● Data extract:
^^^^^^^^
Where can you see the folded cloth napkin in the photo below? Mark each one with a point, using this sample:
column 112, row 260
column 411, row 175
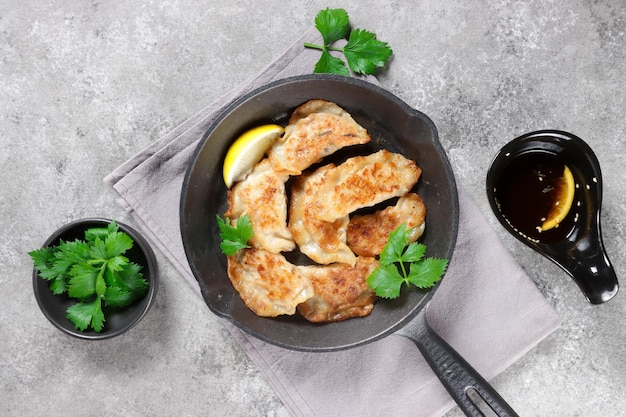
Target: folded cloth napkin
column 486, row 308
^^^^^^^^
● What you have to do:
Print out all the material above exactly as it appears, omitting the images.

● Result of the task:
Where can you see the folded cloth napkin in the photo below? Mark each one with a point, using this sample:
column 112, row 260
column 411, row 175
Target: folded cloth napkin
column 486, row 308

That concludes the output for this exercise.